PROBLEM DETAILS – Within the listing below, count the lines that have the string "pixels". Answer with that number only.

DATA SHOWN –
>>>
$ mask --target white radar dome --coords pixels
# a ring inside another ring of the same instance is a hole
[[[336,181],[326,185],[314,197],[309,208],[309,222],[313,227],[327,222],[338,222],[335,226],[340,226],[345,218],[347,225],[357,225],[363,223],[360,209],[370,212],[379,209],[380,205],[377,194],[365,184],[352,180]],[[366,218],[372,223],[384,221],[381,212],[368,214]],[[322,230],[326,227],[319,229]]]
<<<
>>>
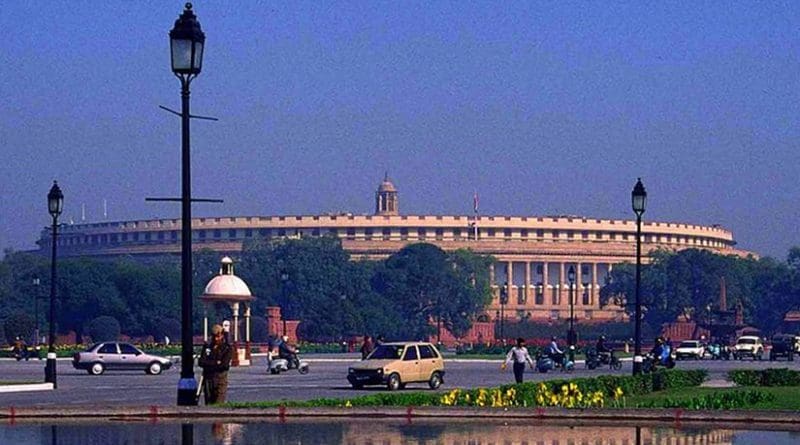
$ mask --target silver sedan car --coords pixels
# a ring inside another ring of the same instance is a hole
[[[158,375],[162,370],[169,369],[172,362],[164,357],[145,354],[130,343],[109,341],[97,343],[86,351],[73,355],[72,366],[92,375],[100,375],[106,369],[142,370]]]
<<<
WRITTEN ANSWER – 2